Exercises -
1 – In the blog post on the Iraqi "Thunder Runs," during which operation did the misadventure in Mogadishu, Somalia take place?
2 – Find each line in the rows that contains the word "spout", and copy those lines.

Text shown -

Blog 04/07/2021 - The Iraqi "Thunder Runs"
MHT Salutes the US Army’s Dynamic “Thunder Runs” into Baghdad in 2003 During Operation Iraqi Freedom (OIF): On April 5, LTG Wallace, Commanding General (CG) US Army 5th Corps & MG Blount, CG, 3rd Infantry Division (ID) (Mechanized) “Rock of the Marne,” decided on a reconnaissance in force into Baghdad to test the strength of the remaining Iraqi defenses was needed.
The military tactic of the “Thunder Run” had been developed as a potential solution to capture Baghdad since the end of Operation Desert Storm by the US military. A bloody street-by-street battle as envisaged by the thinking of Military Operations in Urban Terrain (MOUT) in the 90s was deemed unacceptable due to the very low tolerance level of the American public for US casualties. This train of thought on the US public’s weak stomach was further reinforced in the aftermath of the misadventure in Mogadishu, Somalia during Operation Restore Hope in 1993. The prediction for a bloody MOUT conflict was so prevalent that the term “Saddamgrad” was coined in the buildup to the final showdown in Baghdad. It was clear that only Dictatorships like Nazi Germany & Communist Russia could tolerate ultra-costly urban bloodshed like that witnessed in Stalingrad during WWII.

Stored items -

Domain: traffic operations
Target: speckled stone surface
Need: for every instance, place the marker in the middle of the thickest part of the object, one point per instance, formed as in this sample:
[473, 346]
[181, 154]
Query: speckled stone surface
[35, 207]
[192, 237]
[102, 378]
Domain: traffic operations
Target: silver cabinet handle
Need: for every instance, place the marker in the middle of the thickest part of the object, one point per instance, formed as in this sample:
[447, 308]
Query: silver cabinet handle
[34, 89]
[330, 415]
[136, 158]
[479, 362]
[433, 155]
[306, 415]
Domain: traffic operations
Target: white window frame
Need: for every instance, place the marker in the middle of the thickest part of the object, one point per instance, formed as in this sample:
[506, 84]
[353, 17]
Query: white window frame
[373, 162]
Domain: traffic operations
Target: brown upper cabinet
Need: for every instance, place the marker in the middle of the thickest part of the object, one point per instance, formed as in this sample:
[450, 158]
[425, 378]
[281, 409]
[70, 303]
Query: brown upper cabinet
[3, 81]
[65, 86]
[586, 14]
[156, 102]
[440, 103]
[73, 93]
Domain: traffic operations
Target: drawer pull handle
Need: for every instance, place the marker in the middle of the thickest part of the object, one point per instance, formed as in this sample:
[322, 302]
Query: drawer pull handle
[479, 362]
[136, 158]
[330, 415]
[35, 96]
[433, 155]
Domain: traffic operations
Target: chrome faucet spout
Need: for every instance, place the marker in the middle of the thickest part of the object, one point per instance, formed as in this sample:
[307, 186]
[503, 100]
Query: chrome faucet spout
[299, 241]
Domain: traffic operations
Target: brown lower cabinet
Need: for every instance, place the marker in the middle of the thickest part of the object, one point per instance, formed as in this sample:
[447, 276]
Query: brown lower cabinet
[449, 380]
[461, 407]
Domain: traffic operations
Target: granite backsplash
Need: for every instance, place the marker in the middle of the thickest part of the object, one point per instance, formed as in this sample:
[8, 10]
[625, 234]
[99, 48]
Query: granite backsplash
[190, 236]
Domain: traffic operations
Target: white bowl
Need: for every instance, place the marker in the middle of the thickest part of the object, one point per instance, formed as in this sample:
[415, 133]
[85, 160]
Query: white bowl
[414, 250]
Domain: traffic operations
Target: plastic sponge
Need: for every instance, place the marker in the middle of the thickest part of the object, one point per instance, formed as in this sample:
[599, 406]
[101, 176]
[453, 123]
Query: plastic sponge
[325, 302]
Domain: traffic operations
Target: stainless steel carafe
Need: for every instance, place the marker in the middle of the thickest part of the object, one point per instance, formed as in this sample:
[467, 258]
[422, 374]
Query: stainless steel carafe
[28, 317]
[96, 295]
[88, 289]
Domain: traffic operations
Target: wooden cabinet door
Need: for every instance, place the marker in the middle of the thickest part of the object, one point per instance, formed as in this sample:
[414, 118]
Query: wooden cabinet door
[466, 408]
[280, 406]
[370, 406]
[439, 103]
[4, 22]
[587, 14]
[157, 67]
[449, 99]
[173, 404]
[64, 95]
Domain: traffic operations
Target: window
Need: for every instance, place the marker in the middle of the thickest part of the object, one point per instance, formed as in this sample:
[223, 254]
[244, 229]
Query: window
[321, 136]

Task-by-task outputs -
1 – It took place during Operation Restore Hope in 1993.

2 –
Target: chrome faucet spout
Query: chrome faucet spout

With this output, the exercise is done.